__What you are asked to do__. Report every line below that contains the word "visible", copying each such line in full.

__Provided records__.
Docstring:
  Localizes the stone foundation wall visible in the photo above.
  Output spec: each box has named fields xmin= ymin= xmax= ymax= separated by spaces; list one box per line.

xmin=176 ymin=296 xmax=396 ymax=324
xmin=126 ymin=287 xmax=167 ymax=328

--

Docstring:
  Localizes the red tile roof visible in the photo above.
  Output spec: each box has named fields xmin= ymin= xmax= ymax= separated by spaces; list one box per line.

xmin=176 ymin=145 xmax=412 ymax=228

__Final result__.
  Localizes the stone foundation wall visible in the photo above.
  Localizes the red tile roof visible in the photo above.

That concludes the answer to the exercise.